◆ **WHAT IS EXPECTED**:
Could you rewrite the listing below so that every "passenger seated on boat" becomes "passenger sitting in boat", leaving everything else the same?

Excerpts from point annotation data
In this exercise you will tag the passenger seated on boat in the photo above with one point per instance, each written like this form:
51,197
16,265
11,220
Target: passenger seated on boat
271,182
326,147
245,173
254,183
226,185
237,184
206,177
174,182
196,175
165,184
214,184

◆ **THE COMPLETED TASK**:
In this exercise you will tag the passenger sitting in boat in the photo above with one point per instance, each written like this form:
51,197
16,265
11,220
Target: passenger sitting in boat
271,182
326,147
245,173
254,183
226,185
237,184
206,177
174,182
196,175
165,184
214,184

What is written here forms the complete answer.